## Exercise directions
Could you report every line of the listing below that holds the word "write"?

## Data for analysis
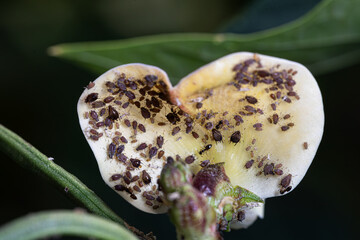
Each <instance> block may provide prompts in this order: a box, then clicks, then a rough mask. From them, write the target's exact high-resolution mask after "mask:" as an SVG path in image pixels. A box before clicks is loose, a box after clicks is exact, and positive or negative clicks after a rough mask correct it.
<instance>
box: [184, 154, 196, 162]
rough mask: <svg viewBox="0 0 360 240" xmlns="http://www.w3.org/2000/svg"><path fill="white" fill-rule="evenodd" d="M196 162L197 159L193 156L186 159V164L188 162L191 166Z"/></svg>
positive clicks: (190, 156)
mask: <svg viewBox="0 0 360 240" xmlns="http://www.w3.org/2000/svg"><path fill="white" fill-rule="evenodd" d="M194 161H195V157H194V156H193V155H190V156H187V157H186V158H185V162H186V163H187V164H191V163H193V162H194Z"/></svg>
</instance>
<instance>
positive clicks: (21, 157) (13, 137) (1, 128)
mask: <svg viewBox="0 0 360 240" xmlns="http://www.w3.org/2000/svg"><path fill="white" fill-rule="evenodd" d="M0 150H1V151H3V152H4V153H5V154H7V155H8V156H9V157H10V158H11V159H13V160H14V161H15V162H17V163H18V164H19V165H20V166H22V167H24V168H26V169H29V170H31V171H33V172H35V173H36V174H38V175H40V176H42V177H44V178H46V179H47V180H48V182H51V183H52V184H54V185H55V186H56V187H57V188H59V189H60V190H61V191H62V192H63V193H64V194H66V196H67V197H69V198H70V199H71V200H73V201H75V202H76V203H77V204H80V206H82V207H85V208H86V209H88V210H89V211H91V212H93V213H95V214H97V215H99V216H101V217H103V218H106V219H109V220H111V221H114V222H116V223H118V224H120V225H123V226H125V227H127V228H129V229H130V230H131V231H133V232H134V233H135V234H136V235H137V236H139V237H140V238H141V239H154V238H153V237H152V236H151V235H149V236H148V235H145V234H144V233H143V232H141V231H139V230H138V229H136V228H135V227H132V226H129V225H128V224H127V223H126V222H125V221H124V220H122V219H121V218H120V217H119V216H118V215H117V214H116V213H114V212H113V211H112V210H111V209H110V208H109V207H108V206H107V205H106V204H105V203H104V202H103V201H102V200H101V199H100V198H99V197H98V196H97V195H96V194H95V193H94V192H93V191H92V190H91V189H89V188H88V187H87V186H86V185H85V184H83V183H82V182H81V181H80V180H79V179H78V178H77V177H75V176H74V175H72V174H71V173H69V172H67V171H66V170H65V169H63V168H62V167H60V166H59V165H57V164H55V163H54V162H53V161H51V160H50V159H49V158H48V157H47V156H45V155H44V154H42V153H41V152H40V151H39V150H37V149H36V148H35V147H33V146H32V145H30V144H29V143H27V142H26V141H25V140H24V139H22V138H21V137H20V136H18V135H17V134H15V133H14V132H12V131H10V130H9V129H7V128H6V127H4V126H3V125H1V124H0Z"/></svg>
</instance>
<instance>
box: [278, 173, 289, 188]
mask: <svg viewBox="0 0 360 240" xmlns="http://www.w3.org/2000/svg"><path fill="white" fill-rule="evenodd" d="M291 177H292V175H291V174H288V175H286V176H285V177H284V178H283V179H281V183H280V185H281V186H282V187H283V188H287V187H288V186H289V185H290V182H291Z"/></svg>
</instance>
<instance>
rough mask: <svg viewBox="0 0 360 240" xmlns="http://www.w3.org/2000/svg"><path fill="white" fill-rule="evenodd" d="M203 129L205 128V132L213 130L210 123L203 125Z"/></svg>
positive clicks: (207, 122)
mask: <svg viewBox="0 0 360 240" xmlns="http://www.w3.org/2000/svg"><path fill="white" fill-rule="evenodd" d="M205 128H206V129H207V130H211V129H212V128H213V123H212V122H207V123H206V124H205Z"/></svg>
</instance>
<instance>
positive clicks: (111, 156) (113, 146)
mask: <svg viewBox="0 0 360 240" xmlns="http://www.w3.org/2000/svg"><path fill="white" fill-rule="evenodd" d="M115 150H116V145H115V144H114V143H110V145H109V150H108V155H109V158H113V156H114V154H115Z"/></svg>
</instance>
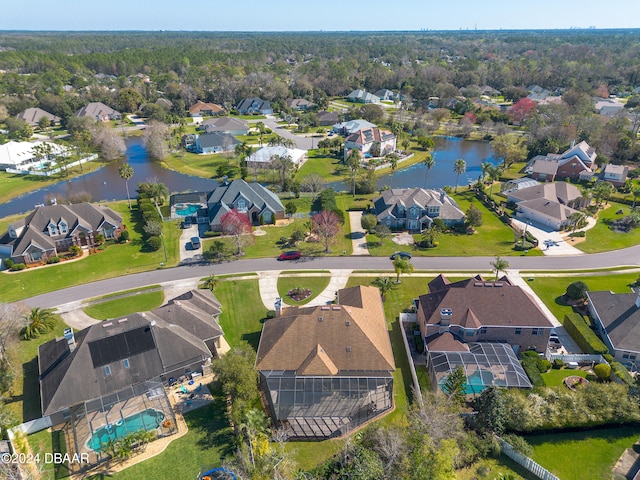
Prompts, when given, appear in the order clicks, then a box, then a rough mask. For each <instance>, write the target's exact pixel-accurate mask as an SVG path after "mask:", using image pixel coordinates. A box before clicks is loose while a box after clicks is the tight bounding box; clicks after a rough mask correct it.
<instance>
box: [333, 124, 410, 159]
mask: <svg viewBox="0 0 640 480" xmlns="http://www.w3.org/2000/svg"><path fill="white" fill-rule="evenodd" d="M396 141H397V137H396V136H395V135H394V134H393V133H391V132H389V131H388V130H380V129H379V128H378V127H372V128H363V129H361V130H358V131H357V132H355V133H352V134H351V135H349V136H348V137H347V138H346V139H345V140H344V158H347V157H348V156H349V152H350V151H351V150H357V151H359V152H360V154H361V156H364V157H369V156H371V157H384V156H385V155H387V154H389V153H393V152H395V150H396Z"/></svg>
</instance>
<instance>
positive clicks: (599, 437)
mask: <svg viewBox="0 0 640 480" xmlns="http://www.w3.org/2000/svg"><path fill="white" fill-rule="evenodd" d="M638 437H640V427H638V426H635V427H617V428H608V429H602V430H591V431H585V432H571V433H553V434H548V435H535V436H533V435H532V436H528V437H526V440H527V442H529V443H530V444H531V446H532V447H533V455H532V458H533V459H534V460H535V461H536V462H538V463H539V464H540V465H542V466H543V467H545V468H547V469H548V470H550V471H551V472H552V473H554V474H555V475H557V476H558V477H560V478H561V479H562V480H584V479H586V478H588V479H590V480H610V479H611V471H612V469H613V466H614V465H615V463H616V461H617V460H618V458H619V457H620V455H622V452H624V450H625V448H630V447H631V446H632V445H633V444H634V442H636V441H637V440H638ZM569 459H570V461H568V460H569Z"/></svg>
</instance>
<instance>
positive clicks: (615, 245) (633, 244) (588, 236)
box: [576, 202, 640, 253]
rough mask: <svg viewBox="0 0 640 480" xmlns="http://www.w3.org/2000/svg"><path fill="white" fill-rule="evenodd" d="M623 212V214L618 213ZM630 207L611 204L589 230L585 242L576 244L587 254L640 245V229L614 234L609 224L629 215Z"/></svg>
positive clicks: (602, 213) (623, 205)
mask: <svg viewBox="0 0 640 480" xmlns="http://www.w3.org/2000/svg"><path fill="white" fill-rule="evenodd" d="M619 210H622V211H623V213H622V214H617V213H616V212H617V211H619ZM629 210H630V207H629V206H628V205H623V204H621V203H616V202H610V205H609V207H607V208H606V209H604V210H601V211H600V212H599V213H598V221H597V223H596V225H595V227H593V228H592V229H590V230H587V237H586V240H585V241H584V242H580V243H577V244H576V248H579V249H580V250H582V251H583V252H586V253H597V252H606V251H609V250H617V249H620V248H625V247H631V246H633V245H637V244H639V243H640V228H636V229H634V230H632V231H631V232H628V233H622V232H614V231H613V230H611V229H610V228H609V225H608V223H609V222H610V221H612V220H616V219H620V218H623V217H624V216H625V215H628V214H629Z"/></svg>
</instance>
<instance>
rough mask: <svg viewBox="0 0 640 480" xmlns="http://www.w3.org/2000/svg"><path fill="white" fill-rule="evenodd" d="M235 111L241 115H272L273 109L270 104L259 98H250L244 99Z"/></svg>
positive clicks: (265, 100)
mask: <svg viewBox="0 0 640 480" xmlns="http://www.w3.org/2000/svg"><path fill="white" fill-rule="evenodd" d="M236 110H237V111H238V113H239V114H241V115H256V114H261V115H272V114H273V108H271V102H269V101H267V100H262V99H261V98H257V97H252V98H245V99H244V100H242V101H241V102H240V103H238V106H237V107H236Z"/></svg>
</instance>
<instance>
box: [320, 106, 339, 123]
mask: <svg viewBox="0 0 640 480" xmlns="http://www.w3.org/2000/svg"><path fill="white" fill-rule="evenodd" d="M316 116H317V117H318V125H320V126H321V127H328V126H329V125H334V124H336V123H338V122H339V121H340V116H339V115H338V113H337V112H327V111H326V110H322V111H320V112H318V113H317V114H316Z"/></svg>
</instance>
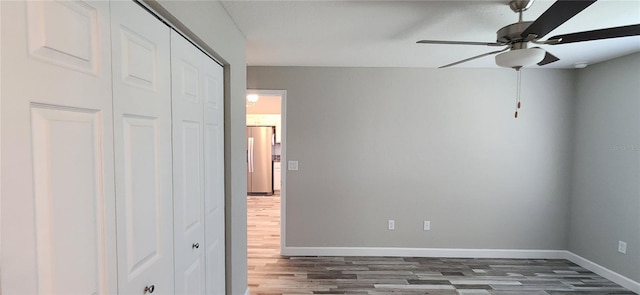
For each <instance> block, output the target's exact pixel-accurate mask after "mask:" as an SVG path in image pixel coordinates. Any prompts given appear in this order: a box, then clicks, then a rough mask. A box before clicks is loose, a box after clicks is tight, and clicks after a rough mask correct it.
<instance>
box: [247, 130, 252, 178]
mask: <svg viewBox="0 0 640 295" xmlns="http://www.w3.org/2000/svg"><path fill="white" fill-rule="evenodd" d="M247 146H248V148H249V163H248V165H249V173H253V137H249V139H248V140H247Z"/></svg>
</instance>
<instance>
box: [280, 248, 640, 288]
mask: <svg viewBox="0 0 640 295" xmlns="http://www.w3.org/2000/svg"><path fill="white" fill-rule="evenodd" d="M282 255H283V256H391V257H453V258H521V259H567V260H569V261H571V262H573V263H575V264H577V265H579V266H582V267H584V268H586V269H588V270H590V271H592V272H594V273H596V274H598V275H600V276H602V277H604V278H606V279H608V280H610V281H612V282H614V283H616V284H618V285H620V286H623V287H625V288H627V289H629V290H631V291H633V292H636V293H639V294H640V283H639V282H636V281H634V280H632V279H630V278H627V277H625V276H623V275H621V274H619V273H616V272H614V271H612V270H610V269H608V268H606V267H604V266H601V265H599V264H597V263H595V262H592V261H590V260H588V259H585V258H583V257H580V256H578V255H576V254H574V253H572V252H569V251H566V250H511V249H449V248H378V247H283V248H282Z"/></svg>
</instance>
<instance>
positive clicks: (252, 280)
mask: <svg viewBox="0 0 640 295" xmlns="http://www.w3.org/2000/svg"><path fill="white" fill-rule="evenodd" d="M246 116H247V118H246V119H247V121H246V122H247V124H246V125H247V126H248V130H249V126H251V129H254V128H255V127H256V126H257V127H262V128H264V127H266V128H269V129H271V127H273V129H274V130H275V134H274V136H273V146H272V159H271V160H272V161H271V163H270V164H271V165H272V172H273V174H272V182H273V191H272V192H273V193H266V194H263V193H259V192H258V193H256V192H254V193H248V194H247V255H248V257H247V260H248V266H249V285H251V284H252V283H255V282H254V280H259V277H257V276H256V275H257V274H252V269H254V267H255V266H256V265H259V264H263V263H264V260H265V259H273V258H278V257H280V254H281V253H282V249H283V248H284V243H285V231H284V229H285V208H286V202H285V200H286V185H285V184H286V173H285V172H286V171H285V169H283V166H284V167H286V165H284V164H281V163H286V91H285V90H260V89H249V90H247V100H246ZM252 139H253V138H251V136H248V137H247V148H248V149H247V179H248V180H247V182H248V185H247V186H248V187H249V183H250V182H251V177H254V176H255V175H251V173H253V172H254V171H252V169H251V158H252V157H250V154H251V152H250V147H251V146H252V145H251V142H252ZM253 142H254V146H255V141H253ZM254 160H255V159H254ZM254 164H255V163H254ZM255 167H256V165H254V168H255ZM248 192H251V190H249V189H248Z"/></svg>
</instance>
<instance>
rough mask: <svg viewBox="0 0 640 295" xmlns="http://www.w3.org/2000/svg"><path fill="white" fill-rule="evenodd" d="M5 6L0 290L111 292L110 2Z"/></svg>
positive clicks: (114, 288) (36, 292)
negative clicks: (1, 262) (1, 285)
mask: <svg viewBox="0 0 640 295" xmlns="http://www.w3.org/2000/svg"><path fill="white" fill-rule="evenodd" d="M0 5H2V16H1V21H2V26H1V27H2V34H1V35H2V73H3V75H2V90H1V91H2V116H1V117H2V124H1V125H2V215H1V216H2V242H3V244H2V266H1V268H2V282H1V285H2V292H3V293H4V294H115V293H116V292H117V290H116V286H117V284H116V283H117V282H116V274H117V271H116V244H115V241H116V235H115V233H116V231H115V229H116V228H115V212H114V208H115V205H114V203H115V200H114V191H113V188H114V180H113V177H114V176H113V175H114V170H113V161H114V159H113V129H112V128H113V127H112V126H113V124H112V105H111V95H112V92H111V59H110V50H111V46H110V44H109V3H108V2H104V1H89V2H80V1H74V2H70V1H61V2H54V1H45V2H31V1H21V2H12V1H2V2H1V4H0Z"/></svg>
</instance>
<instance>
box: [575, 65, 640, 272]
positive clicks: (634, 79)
mask: <svg viewBox="0 0 640 295" xmlns="http://www.w3.org/2000/svg"><path fill="white" fill-rule="evenodd" d="M576 83H577V97H578V99H577V101H576V114H575V115H576V121H575V122H576V123H575V125H576V128H575V145H574V153H575V154H574V165H573V192H572V195H571V218H570V227H569V233H570V239H569V250H570V251H572V252H574V253H576V254H578V255H580V256H582V257H584V258H587V259H589V260H591V261H593V262H595V263H598V264H600V265H602V266H604V267H607V268H609V269H611V270H614V271H616V272H618V273H620V274H622V275H624V276H627V277H628V278H630V279H633V280H635V281H636V282H640V53H639V54H635V55H630V56H627V57H623V58H619V59H615V60H612V61H608V62H605V63H600V64H597V65H593V66H590V67H588V68H586V69H583V70H579V71H577V78H576ZM619 240H622V241H625V242H627V254H626V255H622V254H620V253H618V252H617V247H618V241H619Z"/></svg>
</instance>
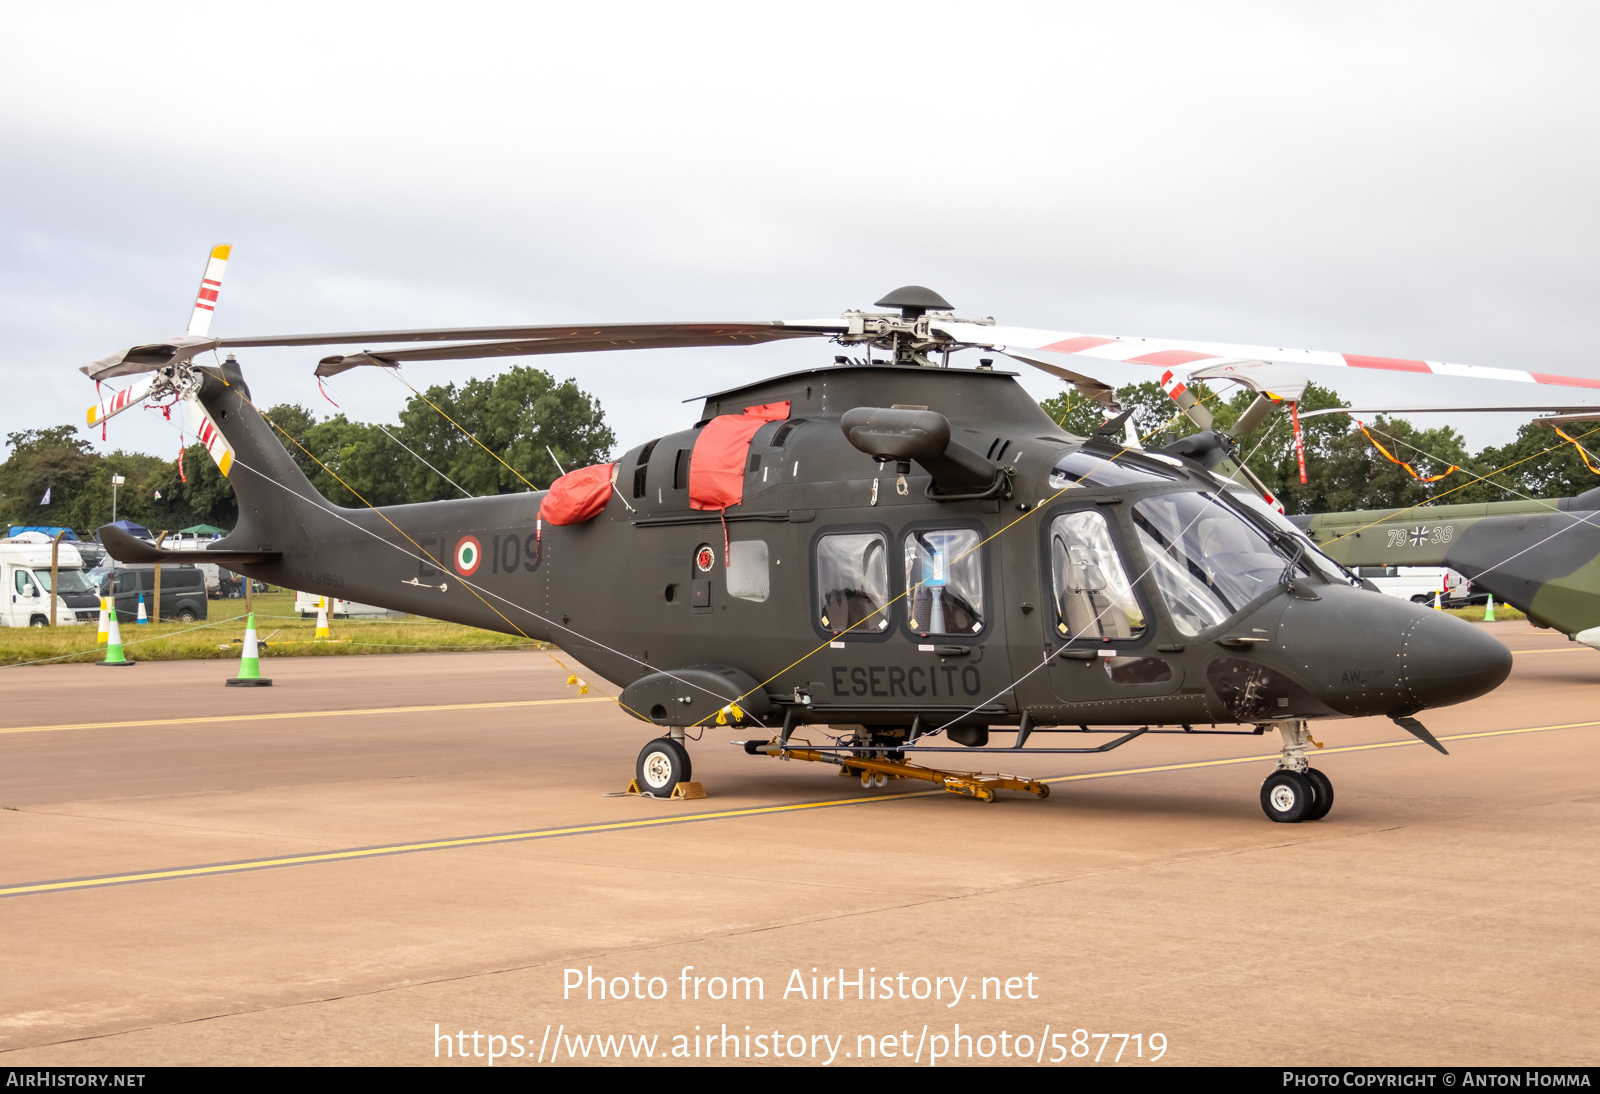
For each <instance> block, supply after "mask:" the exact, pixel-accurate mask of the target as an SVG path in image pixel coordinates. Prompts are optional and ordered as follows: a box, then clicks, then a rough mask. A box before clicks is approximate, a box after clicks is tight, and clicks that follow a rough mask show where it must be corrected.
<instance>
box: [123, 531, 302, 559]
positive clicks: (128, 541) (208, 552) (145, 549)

## Written response
Each <instance> block may provide prompts in this order: a box, then clicks, then a rough mask. From them, write the target's exact high-resolution mask after "mask:" as an SVG path in image pixels. A box before clicks is loose, a box after clicks is exact, and positive or negative clicks after a rough mask correct it.
Prompts, when given, appear in the order clicks, then a box, then a rough mask. For each <instance>, write the target's exact pixel-accurate mask as an SVG path after "mask:", using image pixel coordinates. A box before clicks is loose while a box after clicks is the tight bounding box; clicks after a rough mask correct it.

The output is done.